Direction 1. In two sentences, summarize the passage on Elgar and ciphers.
Direction 2.
Answer these questions from the passage on Elgar and ciphers:
(a) What is a Nihilist cipher built on?
(b) How many index cards summarize Elgar's decryption of Schooling's cryptogram?
(c) Which two Maeterlinck works does the program note mention?
Direction 3. Quote the part of the passage on Elgar and ciphers that opens with the words containing "Joseph Joachim (circa" and closes with "a box cipher.".

Extract provided.
* start *
Joseph Joachim (circa 1890) |
Absence of evidence is not evidence of absence.
The English composer Edward Elgar excelled at cryptography, the science of coding and decoding secret messages. His obsession with ciphers merits an entire chapter in Craig P. Bauer’s book Unsolved! Bauer devotes much of the third chapter to Elgar’s meticulous decryption of a purportedly insoluble Nihilist cipher released by John Holt Schooling in the April 1896 issue of The Pall Mall Magazine. A Nihilist cipher is built on a Polybius square key. Elgar was so gratified by his decryption of Schooling’s impenetrable code that he mentions it in his first biography released by Robert J. Buckley in 1905. Elgar painted his solution in black paint on a wooden box, an appropriate medium as another name for the Polybius square is a box cipher.
Elgar’s meticulous decryption of Schooling’s cryptogram is summarized on a set of nine index cards. On the sixth card, Elgar likens the process to “working (in the dark).” Note his use of the word dark as a synonym for cipher.
Elgar’s parenthetical remark is revealing as he employs that same language in the original 1899 program note to characterize the Enigma Theme. It is an oft-cited passage that warrants revisiting as he lays the groundwork for his tripartite riddle:
The Enigma I will not explain–its ‘dark saying’ must be left unguessed, and I warn you that the connexion between the Variations and the Theme is often of the slightest texture; further, through and over the whole set another and larger theme ‘goes’, but is not played . . . So the principal Theme never appears, even as in some later dramas–e.g., Maeterlinck’s ‘L’Intruse’ and ‘Les sept Princesses’–the chief character is never on the stage.
* end *
Source records.
* start *
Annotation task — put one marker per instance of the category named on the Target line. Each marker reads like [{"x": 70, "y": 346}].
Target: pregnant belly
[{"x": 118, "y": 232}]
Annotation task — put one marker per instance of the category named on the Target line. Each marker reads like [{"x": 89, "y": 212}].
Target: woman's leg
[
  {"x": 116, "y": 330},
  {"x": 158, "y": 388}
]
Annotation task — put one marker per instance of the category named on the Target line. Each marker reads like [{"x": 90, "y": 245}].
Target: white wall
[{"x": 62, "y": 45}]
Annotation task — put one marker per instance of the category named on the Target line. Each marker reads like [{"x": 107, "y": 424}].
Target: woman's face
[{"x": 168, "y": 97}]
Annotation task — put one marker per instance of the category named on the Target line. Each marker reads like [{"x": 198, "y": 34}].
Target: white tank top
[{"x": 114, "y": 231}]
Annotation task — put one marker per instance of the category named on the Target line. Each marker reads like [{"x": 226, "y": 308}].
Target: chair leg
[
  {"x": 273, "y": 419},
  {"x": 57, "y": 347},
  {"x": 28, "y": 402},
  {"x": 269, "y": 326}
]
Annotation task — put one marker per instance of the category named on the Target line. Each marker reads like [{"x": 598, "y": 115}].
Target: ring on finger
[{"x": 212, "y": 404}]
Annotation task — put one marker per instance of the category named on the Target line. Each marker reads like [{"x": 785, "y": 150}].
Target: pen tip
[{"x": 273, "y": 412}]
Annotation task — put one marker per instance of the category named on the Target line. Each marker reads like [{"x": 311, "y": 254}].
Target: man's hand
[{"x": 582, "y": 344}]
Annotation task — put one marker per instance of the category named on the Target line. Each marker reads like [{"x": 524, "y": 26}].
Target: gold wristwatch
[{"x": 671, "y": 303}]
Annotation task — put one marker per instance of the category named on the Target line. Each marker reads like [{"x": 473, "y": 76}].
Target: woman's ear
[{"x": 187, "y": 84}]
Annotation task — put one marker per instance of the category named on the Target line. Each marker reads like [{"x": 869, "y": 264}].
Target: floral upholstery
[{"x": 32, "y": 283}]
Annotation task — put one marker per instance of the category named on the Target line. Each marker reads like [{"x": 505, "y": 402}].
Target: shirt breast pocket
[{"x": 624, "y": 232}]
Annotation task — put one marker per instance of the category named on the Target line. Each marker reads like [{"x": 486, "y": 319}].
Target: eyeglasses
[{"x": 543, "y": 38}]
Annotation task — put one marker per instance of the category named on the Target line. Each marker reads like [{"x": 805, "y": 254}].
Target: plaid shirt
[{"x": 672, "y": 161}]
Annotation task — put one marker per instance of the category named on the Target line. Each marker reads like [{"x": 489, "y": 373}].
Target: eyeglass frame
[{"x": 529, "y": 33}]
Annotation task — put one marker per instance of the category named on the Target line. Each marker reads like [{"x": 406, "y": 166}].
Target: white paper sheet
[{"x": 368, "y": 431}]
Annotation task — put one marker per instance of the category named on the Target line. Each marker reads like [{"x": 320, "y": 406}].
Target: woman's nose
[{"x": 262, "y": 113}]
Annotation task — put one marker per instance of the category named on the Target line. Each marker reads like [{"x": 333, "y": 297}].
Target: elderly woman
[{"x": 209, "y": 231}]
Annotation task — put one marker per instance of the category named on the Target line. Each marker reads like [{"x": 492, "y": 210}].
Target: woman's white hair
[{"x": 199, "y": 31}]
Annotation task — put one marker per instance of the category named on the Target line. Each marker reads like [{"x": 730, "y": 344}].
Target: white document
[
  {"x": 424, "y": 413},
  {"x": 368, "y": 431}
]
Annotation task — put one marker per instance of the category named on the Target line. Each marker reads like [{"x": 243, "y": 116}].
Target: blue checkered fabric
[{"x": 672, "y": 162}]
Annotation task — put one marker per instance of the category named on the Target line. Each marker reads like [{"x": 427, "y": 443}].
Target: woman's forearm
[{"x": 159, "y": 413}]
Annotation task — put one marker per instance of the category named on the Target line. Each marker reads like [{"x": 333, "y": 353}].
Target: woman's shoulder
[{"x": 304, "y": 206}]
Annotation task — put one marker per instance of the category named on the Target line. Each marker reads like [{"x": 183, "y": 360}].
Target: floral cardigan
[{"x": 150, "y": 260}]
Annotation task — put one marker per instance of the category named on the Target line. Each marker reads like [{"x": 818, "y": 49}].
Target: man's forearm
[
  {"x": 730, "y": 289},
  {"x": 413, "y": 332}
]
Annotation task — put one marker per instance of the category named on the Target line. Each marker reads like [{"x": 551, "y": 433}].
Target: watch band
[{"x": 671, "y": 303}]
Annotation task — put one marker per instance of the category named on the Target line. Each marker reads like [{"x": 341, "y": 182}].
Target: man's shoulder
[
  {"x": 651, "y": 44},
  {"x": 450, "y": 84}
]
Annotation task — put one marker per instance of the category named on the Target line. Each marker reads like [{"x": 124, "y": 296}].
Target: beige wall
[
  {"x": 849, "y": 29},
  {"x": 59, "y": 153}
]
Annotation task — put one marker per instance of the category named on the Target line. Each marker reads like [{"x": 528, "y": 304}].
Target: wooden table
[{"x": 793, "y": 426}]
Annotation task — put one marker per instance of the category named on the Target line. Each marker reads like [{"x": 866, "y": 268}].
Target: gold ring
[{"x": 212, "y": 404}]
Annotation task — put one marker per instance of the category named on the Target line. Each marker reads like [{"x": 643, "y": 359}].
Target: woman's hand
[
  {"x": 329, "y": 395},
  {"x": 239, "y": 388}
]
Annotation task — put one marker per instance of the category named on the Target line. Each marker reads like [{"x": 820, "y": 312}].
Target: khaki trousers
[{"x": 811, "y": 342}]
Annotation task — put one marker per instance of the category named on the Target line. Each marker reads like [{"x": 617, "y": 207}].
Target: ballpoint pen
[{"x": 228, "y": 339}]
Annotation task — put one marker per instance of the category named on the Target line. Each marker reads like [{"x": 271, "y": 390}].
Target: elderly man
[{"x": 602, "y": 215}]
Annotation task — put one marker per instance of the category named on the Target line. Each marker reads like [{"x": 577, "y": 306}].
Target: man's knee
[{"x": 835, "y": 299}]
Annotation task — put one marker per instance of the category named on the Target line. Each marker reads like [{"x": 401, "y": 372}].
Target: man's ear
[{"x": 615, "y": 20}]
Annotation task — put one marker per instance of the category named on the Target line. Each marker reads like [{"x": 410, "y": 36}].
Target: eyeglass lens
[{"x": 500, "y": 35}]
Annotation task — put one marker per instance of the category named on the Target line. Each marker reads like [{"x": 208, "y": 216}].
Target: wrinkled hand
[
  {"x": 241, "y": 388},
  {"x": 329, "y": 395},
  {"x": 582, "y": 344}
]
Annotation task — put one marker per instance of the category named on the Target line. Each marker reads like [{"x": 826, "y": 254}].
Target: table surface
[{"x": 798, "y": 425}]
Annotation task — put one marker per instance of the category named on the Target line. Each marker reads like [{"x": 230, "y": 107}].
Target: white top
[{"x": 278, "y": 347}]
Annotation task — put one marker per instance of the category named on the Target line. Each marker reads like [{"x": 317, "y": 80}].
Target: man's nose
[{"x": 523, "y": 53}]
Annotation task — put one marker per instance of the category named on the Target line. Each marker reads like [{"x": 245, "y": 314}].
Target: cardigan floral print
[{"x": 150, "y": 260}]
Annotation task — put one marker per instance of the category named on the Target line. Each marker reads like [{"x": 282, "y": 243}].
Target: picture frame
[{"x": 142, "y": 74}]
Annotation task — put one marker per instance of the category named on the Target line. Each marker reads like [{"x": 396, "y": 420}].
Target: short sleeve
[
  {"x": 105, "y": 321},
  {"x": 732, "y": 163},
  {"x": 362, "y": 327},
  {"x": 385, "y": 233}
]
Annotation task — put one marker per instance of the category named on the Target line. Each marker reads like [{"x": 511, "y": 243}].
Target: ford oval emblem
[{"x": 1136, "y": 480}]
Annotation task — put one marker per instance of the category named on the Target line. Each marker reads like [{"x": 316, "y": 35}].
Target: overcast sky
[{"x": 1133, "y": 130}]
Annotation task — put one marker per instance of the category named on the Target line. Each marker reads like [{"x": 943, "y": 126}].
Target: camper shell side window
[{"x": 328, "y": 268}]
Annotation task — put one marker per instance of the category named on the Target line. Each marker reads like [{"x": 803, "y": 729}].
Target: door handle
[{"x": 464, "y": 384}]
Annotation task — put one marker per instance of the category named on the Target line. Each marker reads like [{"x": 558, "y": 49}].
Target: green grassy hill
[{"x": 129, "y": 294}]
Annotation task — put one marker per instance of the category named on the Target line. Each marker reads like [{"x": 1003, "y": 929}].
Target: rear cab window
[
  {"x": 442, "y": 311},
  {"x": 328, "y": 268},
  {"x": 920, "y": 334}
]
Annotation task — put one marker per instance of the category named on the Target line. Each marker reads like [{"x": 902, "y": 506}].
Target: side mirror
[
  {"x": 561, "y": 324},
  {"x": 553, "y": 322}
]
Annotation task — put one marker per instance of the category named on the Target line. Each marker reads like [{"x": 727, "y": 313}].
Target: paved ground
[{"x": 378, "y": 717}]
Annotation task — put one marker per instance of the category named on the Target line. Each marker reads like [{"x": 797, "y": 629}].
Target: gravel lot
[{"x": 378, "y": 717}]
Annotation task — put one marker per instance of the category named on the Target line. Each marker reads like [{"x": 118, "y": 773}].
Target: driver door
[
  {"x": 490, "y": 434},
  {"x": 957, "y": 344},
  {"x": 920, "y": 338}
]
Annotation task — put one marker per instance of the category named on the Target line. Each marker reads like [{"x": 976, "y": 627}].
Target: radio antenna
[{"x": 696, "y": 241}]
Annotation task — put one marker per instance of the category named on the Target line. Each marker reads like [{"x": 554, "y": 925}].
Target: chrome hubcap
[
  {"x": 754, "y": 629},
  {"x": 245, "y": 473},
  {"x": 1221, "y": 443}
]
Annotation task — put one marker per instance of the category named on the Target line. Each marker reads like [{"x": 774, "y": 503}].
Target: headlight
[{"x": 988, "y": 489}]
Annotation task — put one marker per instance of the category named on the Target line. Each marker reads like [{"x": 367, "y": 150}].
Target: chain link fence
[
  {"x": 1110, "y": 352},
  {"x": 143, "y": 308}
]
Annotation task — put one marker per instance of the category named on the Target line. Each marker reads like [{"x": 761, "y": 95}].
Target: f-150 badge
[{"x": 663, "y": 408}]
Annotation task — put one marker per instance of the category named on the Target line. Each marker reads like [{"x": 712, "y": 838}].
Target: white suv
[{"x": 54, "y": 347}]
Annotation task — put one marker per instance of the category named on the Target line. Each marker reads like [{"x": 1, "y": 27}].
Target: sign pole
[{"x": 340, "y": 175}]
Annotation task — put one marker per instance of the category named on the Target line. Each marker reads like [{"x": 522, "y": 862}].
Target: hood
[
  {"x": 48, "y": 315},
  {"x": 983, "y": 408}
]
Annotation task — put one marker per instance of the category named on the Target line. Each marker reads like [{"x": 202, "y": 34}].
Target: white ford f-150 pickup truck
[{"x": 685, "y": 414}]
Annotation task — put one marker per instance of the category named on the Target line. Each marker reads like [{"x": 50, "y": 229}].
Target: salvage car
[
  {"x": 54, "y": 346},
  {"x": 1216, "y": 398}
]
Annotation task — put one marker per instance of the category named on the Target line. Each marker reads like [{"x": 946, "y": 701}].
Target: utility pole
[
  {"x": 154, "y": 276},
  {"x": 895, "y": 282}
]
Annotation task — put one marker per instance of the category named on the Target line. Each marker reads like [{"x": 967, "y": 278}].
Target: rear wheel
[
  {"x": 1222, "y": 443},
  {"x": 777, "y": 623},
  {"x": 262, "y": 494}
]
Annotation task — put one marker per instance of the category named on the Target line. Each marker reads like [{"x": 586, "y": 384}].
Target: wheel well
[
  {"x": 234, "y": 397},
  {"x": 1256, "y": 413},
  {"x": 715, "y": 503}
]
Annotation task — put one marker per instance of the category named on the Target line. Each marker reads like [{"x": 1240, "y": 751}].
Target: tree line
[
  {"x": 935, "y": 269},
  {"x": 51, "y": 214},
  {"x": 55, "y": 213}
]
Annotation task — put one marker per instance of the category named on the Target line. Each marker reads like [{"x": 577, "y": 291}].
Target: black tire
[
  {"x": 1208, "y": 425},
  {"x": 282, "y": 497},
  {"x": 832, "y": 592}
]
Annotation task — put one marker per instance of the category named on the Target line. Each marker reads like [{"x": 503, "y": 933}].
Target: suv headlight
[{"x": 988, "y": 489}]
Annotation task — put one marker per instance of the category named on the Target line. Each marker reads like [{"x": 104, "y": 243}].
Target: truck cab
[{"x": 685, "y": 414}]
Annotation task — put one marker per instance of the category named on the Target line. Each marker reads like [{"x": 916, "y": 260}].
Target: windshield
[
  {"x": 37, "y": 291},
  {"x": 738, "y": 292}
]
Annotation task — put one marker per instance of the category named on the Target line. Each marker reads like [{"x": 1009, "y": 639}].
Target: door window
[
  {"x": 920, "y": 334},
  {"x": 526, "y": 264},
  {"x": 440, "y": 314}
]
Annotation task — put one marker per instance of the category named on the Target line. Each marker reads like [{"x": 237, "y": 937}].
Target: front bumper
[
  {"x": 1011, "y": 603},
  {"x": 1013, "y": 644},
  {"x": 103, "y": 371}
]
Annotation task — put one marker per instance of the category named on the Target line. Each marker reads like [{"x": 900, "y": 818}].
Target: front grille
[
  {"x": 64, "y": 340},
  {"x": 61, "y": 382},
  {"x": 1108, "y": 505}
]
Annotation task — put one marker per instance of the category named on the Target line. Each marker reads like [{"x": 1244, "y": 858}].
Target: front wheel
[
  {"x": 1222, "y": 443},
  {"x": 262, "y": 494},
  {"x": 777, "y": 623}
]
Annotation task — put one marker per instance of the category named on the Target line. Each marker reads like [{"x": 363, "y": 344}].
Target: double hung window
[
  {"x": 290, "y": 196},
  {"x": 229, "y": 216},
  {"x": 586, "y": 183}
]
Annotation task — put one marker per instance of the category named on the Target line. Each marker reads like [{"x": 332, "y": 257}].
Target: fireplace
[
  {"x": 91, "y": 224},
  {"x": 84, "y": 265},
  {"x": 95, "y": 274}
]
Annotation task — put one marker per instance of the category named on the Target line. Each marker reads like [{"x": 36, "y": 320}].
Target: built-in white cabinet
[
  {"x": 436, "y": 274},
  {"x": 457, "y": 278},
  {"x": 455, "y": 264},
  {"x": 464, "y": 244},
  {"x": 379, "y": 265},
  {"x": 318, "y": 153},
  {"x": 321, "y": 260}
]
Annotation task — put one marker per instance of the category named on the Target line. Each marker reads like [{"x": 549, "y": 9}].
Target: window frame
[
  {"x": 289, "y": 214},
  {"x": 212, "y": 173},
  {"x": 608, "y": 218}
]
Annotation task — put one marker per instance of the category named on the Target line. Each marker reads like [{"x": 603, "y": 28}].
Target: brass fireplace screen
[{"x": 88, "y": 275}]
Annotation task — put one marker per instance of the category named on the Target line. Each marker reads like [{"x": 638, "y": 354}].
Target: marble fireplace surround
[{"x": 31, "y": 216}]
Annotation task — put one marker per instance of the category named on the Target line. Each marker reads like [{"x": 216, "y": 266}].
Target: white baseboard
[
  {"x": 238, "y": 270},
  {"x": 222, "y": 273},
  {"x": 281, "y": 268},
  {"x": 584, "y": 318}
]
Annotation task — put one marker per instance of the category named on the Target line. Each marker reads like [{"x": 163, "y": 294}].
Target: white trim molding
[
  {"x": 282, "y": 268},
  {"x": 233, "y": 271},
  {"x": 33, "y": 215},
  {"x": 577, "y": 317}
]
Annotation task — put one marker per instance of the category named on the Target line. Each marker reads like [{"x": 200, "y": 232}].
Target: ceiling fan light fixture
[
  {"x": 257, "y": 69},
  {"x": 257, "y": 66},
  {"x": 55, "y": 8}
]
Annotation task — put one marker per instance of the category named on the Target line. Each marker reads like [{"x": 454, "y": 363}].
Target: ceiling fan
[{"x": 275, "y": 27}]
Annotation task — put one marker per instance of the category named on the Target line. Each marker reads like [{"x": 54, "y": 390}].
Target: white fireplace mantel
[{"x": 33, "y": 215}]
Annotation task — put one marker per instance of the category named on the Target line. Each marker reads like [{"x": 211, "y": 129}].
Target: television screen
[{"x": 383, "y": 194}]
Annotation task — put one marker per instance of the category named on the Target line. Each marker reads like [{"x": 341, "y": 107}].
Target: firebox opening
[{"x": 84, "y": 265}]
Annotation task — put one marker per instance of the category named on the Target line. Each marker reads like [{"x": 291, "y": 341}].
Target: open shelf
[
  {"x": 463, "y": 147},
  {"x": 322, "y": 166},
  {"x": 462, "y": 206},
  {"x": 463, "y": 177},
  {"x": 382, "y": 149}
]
* end *
Exercise output 1. Edward Elgar excelled at cryptography and meticulously decrypted a purportedly insoluble Nihilist cipher released by John Holt Schooling in the April 1896 issue of The Pall Mall Magazine, painting his solution on a wooden box. On the index cards summarizing the decryption, he likened the process to "working (in the dark)," the same language he used in his 1899 program note to characterize the Enigma Theme.

Exercise output 2.
(a) A Polybius square key.
(b) Nine.
(c) 'L'Intruse' and 'Les sept Princesses'.

Exercise output 3.
Joseph Joachim (circa 1890) |
Absence of evidence is not evidence of absence.
The English composer Edward Elgar excelled at cryptography, the science of coding and decoding secret messages. His obsession with ciphers merits an entire chapter in Craig P. Bauer’s book Unsolved! Bauer devotes much of the third chapter to Elgar’s meticulous decryption of a purportedly insoluble Nihilist cipher released by John Holt Schooling in the April 1896 issue of The Pall Mall Magazine. A Nihilist cipher is built on a Polybius square key. Elgar was so gratified by his decryption of Schooling’s impenetrable code that he mentions it in his first biography released by Robert J. Buckley in 1905. Elgar painted his solution in black paint on a wooden box, an appropriate medium as another name for the Polybius square is a box cipher.